_Task:_ Copy out the entries from the line with "Query: shelving unit" up to and including the line with "276], [316, 374]]", shifting every coordinate in the answer outlines by adding 128. Leave the requests and their format samples unchanged.

Records from a data source:
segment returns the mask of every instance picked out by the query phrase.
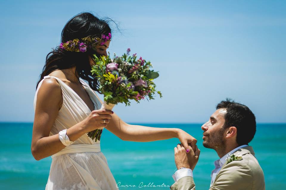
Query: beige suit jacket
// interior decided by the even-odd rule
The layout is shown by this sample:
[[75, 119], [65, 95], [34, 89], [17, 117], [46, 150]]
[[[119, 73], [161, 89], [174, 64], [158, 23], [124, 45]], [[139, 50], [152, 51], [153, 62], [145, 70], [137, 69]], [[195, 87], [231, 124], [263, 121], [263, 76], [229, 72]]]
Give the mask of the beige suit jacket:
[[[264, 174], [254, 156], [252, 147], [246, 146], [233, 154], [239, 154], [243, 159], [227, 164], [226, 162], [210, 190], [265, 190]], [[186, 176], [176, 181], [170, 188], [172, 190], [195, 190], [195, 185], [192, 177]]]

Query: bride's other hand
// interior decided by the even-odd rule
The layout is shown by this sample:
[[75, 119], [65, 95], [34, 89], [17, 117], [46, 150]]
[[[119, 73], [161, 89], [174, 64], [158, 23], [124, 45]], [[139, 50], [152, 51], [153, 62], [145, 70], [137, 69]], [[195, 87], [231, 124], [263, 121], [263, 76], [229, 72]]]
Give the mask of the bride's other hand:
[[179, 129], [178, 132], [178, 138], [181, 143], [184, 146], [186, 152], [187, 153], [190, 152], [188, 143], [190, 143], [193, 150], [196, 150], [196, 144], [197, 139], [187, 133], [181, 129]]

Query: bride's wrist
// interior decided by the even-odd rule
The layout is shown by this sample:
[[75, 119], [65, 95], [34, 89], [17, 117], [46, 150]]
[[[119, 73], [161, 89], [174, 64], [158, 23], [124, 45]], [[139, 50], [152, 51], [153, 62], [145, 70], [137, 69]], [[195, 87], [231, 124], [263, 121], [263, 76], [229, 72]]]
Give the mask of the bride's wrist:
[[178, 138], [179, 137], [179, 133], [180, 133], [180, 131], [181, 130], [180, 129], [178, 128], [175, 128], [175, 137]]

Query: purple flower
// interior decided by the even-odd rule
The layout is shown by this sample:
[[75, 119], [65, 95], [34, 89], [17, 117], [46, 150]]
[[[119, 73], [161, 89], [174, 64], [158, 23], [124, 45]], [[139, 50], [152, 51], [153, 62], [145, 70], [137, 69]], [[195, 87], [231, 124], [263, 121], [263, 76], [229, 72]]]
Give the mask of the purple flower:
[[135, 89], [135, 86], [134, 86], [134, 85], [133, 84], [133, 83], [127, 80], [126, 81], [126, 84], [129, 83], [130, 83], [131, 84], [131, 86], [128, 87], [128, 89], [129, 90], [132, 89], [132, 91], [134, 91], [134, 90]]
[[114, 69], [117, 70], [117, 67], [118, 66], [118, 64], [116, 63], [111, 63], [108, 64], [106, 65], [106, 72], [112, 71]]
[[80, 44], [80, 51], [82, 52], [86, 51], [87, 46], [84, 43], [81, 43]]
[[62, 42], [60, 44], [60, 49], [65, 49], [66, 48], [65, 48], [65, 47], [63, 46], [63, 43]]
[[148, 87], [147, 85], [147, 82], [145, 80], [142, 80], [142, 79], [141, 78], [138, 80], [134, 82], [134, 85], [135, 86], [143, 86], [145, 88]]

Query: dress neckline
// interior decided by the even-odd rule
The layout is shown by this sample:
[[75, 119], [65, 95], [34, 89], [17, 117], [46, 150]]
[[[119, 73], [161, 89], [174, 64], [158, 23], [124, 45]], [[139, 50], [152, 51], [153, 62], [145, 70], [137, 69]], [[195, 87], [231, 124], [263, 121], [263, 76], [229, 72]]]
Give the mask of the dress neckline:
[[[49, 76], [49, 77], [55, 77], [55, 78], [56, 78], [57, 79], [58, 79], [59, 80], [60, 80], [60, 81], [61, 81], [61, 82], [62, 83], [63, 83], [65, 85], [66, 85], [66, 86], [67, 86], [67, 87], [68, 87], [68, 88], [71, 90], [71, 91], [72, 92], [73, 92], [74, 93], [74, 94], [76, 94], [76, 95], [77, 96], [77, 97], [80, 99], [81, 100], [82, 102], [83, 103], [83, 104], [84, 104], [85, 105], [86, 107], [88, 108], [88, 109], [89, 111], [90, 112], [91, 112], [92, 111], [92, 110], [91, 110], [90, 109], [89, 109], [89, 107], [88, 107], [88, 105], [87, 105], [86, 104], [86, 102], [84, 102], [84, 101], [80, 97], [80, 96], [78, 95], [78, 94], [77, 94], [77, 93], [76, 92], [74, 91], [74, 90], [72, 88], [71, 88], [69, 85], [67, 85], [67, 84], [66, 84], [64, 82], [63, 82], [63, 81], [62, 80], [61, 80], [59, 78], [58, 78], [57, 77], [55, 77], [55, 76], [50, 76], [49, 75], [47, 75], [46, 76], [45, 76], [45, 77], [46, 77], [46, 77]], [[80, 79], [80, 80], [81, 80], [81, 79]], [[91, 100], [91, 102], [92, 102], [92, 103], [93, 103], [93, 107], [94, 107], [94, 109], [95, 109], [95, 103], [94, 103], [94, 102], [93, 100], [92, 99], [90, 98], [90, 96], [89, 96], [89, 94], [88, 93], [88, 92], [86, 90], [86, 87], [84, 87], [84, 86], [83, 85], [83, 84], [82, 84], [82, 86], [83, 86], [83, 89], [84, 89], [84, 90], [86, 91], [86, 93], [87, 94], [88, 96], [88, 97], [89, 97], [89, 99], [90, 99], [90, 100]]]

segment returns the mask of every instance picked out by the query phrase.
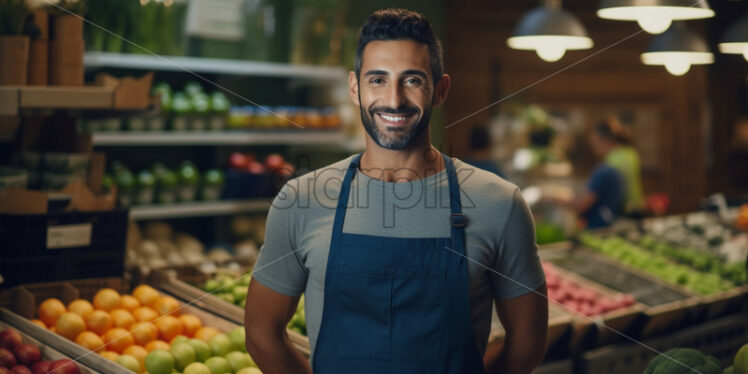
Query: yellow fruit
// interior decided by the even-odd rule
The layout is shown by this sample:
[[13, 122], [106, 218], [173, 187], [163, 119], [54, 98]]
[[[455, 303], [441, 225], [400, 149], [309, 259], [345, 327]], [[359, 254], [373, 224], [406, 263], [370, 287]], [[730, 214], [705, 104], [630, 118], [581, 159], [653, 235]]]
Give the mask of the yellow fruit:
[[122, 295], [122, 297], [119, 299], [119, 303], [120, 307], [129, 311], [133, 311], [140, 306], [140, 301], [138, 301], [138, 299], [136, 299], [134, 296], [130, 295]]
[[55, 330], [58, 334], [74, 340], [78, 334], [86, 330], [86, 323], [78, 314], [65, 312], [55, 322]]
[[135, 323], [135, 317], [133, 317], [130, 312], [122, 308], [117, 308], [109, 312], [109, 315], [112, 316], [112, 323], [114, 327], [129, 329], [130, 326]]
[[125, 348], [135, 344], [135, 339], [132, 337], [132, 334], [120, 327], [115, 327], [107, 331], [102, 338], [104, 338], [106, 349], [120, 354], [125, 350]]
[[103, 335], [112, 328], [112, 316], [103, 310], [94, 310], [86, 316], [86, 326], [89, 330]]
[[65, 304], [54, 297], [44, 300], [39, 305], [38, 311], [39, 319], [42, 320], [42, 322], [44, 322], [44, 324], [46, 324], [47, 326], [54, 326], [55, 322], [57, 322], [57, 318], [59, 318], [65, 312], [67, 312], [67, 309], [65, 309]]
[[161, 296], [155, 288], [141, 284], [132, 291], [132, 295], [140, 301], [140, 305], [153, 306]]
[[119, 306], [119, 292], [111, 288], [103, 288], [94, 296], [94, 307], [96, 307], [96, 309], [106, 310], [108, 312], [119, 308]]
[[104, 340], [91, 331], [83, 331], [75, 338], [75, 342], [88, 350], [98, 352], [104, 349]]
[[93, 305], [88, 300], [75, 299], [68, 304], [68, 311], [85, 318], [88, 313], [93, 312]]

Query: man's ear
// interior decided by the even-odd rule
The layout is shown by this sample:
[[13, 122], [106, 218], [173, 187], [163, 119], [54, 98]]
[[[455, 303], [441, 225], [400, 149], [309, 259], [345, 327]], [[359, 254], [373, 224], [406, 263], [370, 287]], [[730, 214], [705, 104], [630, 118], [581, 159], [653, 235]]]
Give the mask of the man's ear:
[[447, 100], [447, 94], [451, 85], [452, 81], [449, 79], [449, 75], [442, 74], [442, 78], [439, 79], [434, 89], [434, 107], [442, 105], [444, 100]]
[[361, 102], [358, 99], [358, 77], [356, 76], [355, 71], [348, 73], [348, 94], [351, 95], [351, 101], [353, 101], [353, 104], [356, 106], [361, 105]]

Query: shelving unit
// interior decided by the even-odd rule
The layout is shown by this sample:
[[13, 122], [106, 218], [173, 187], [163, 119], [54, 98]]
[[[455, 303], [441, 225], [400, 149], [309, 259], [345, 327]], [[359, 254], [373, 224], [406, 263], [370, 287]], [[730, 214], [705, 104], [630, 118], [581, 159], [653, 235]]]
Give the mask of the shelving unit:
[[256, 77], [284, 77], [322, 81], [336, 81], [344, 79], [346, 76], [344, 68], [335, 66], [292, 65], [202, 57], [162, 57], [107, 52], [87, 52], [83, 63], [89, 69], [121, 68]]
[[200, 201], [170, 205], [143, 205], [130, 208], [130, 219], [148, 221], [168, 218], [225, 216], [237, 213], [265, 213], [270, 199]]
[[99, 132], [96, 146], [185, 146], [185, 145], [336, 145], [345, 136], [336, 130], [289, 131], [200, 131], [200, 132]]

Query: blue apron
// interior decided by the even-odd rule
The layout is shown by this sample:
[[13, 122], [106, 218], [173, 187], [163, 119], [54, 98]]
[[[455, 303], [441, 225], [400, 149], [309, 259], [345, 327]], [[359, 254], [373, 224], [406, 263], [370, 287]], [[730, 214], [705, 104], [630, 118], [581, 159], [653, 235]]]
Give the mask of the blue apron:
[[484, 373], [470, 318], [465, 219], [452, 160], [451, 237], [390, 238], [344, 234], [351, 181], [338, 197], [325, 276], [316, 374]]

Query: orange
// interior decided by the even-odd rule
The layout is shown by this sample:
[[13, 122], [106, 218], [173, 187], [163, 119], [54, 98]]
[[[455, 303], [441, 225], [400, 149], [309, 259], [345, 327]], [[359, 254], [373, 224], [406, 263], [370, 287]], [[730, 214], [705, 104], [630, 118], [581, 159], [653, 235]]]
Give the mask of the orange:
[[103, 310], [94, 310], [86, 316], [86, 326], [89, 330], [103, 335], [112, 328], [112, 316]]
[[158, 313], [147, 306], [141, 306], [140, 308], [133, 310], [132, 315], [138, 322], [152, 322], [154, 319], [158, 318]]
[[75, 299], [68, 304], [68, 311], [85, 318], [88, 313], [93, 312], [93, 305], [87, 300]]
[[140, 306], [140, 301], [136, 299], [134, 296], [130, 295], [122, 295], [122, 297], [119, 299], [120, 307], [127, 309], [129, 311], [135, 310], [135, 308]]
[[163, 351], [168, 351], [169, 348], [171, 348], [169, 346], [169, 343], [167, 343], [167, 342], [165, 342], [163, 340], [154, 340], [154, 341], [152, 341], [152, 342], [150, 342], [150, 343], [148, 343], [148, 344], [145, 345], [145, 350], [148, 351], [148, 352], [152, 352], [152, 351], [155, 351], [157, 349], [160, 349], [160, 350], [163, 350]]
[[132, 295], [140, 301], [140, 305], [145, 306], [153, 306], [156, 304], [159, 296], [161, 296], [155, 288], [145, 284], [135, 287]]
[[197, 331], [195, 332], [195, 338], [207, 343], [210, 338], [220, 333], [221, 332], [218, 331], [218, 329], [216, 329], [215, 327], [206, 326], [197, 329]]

_Written response:_
Query: shelving unit
// interior decided by the even-odd rule
The layout is shown by this sample:
[[13, 122], [106, 218], [173, 187], [163, 119], [54, 98]]
[[[455, 303], [441, 225], [400, 149], [309, 259], [345, 327]], [[359, 254], [373, 224], [406, 263], [370, 287]], [[730, 214], [705, 104], [630, 118], [581, 159], [653, 235]]]
Give the mask of the shelving unit:
[[384, 205], [412, 205], [450, 209], [464, 209], [472, 207], [474, 204], [472, 196], [463, 194], [420, 193], [330, 185], [290, 185], [235, 180], [215, 180], [211, 191], [217, 197], [249, 196]]
[[328, 329], [298, 333], [271, 333], [258, 336], [258, 347], [276, 349], [296, 346], [353, 344], [365, 341], [393, 341], [398, 327]]
[[227, 260], [224, 274], [313, 274], [313, 273], [464, 273], [473, 264], [464, 258], [417, 259], [328, 259], [328, 260]]

Query: blue apron
// interior decided by the even-odd rule
The layout is shown by this sample:
[[13, 122], [106, 218], [173, 187], [163, 119], [54, 98]]
[[[455, 303], [441, 225], [400, 149], [309, 259], [345, 327]], [[359, 254], [373, 224], [406, 263], [370, 287]], [[730, 214], [705, 104], [630, 118], [581, 159], [653, 235]]]
Give the mask of the blue apron:
[[612, 501], [598, 446], [593, 347], [580, 288], [579, 365], [518, 366], [472, 362], [479, 309], [466, 325], [453, 404], [444, 502]]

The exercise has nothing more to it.